(Rows from a dataset)

○ ○ ○ ○

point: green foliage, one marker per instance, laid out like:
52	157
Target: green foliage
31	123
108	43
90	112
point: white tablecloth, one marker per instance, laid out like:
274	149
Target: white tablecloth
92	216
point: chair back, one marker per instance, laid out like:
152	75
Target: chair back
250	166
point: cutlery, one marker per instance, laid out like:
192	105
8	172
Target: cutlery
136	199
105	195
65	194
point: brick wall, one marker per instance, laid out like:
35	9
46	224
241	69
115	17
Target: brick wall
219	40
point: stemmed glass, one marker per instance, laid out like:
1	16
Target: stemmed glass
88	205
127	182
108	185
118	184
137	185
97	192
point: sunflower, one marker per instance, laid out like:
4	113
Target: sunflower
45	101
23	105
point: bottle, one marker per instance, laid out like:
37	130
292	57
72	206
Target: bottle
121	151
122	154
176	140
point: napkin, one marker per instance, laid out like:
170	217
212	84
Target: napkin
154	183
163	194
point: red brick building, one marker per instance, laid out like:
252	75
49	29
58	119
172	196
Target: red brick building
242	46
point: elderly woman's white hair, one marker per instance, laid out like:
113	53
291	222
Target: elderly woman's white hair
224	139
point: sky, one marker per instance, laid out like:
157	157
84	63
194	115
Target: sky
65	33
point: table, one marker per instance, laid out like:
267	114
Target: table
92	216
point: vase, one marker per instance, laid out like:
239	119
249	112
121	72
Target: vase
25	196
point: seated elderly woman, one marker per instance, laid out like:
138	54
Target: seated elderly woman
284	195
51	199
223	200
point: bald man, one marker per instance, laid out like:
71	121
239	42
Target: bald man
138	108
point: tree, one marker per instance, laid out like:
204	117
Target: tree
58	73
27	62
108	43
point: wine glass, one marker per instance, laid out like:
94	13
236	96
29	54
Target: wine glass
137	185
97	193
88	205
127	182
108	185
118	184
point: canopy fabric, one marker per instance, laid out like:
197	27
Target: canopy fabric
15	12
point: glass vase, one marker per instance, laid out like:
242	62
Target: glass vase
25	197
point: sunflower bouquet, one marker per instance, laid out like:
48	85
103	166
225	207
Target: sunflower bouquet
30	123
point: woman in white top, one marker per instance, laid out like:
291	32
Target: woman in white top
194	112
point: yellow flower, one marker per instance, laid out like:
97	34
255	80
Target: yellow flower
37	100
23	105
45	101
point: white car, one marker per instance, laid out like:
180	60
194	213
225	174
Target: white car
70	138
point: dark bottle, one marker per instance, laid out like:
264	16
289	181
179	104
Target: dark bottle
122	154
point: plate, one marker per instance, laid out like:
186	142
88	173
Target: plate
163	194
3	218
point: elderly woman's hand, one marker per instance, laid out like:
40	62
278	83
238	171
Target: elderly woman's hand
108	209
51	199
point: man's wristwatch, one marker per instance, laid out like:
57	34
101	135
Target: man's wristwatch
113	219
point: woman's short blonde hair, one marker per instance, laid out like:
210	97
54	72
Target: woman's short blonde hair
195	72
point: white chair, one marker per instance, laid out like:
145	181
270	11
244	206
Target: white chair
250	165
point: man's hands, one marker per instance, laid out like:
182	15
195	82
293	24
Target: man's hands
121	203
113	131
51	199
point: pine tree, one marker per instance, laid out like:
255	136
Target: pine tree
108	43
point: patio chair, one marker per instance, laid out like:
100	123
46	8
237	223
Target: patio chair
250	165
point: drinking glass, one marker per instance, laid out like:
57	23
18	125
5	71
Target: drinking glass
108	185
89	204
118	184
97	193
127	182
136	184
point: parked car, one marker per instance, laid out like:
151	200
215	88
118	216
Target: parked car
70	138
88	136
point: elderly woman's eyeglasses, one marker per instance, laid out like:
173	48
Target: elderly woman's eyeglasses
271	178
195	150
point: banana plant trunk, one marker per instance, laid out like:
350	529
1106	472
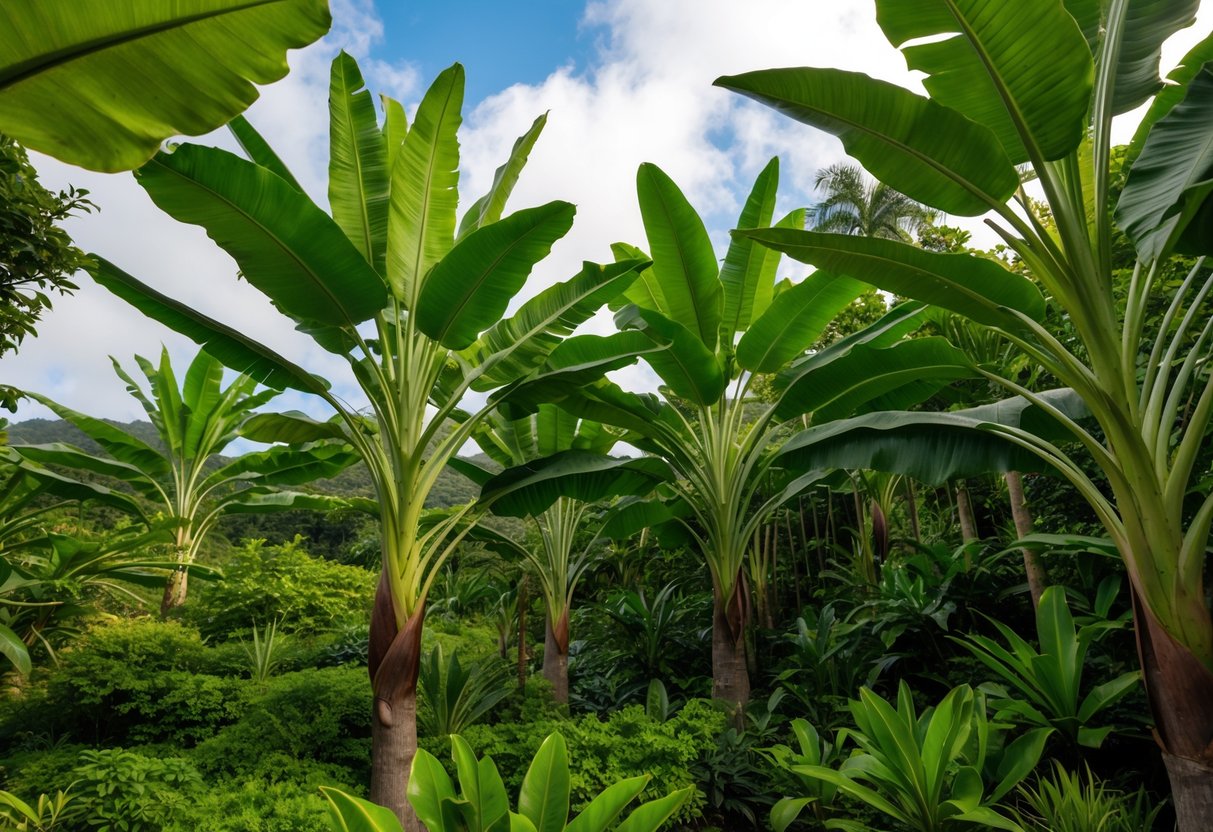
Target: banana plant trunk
730	679
393	662
175	590
1179	687
1037	580
964	513
556	656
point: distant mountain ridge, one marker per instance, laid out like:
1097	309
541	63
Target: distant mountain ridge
451	489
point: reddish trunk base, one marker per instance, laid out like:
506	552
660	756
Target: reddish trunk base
1191	792
730	679
556	659
1180	691
393	662
174	591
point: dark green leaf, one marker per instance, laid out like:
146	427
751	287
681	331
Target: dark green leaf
470	289
101	85
284	244
928	152
974	286
358	172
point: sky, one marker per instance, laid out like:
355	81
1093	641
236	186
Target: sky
624	81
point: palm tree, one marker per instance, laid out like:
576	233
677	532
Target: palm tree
855	204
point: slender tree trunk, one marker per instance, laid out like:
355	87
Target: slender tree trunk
522	633
912	506
1180	691
1037	580
964	513
393	662
175	590
730	679
556	656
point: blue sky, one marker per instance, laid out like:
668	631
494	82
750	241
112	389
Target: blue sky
500	43
625	81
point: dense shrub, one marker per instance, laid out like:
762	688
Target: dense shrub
603	752
322	716
263	583
123	791
137	682
257	805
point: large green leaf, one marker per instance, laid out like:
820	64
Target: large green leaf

○ ○ ○ ○

What you have to do: Reproduce every line of the data from the line containing "point: dense shrub, one" through the end of the data, inclusive, with the requests left unchanged. Scale each answer coordinate by 1.1 and round it to the nearest whole number, with halves rounded up.

Worked solution:
point: dense shrub, one marker per instance, laid out like:
762	688
Target: dense shrub
663	827
354	788
289	641
135	870
151	750
283	886
point: large green leaf, one marker per instance, laid out like:
820	64
Target: large green leaf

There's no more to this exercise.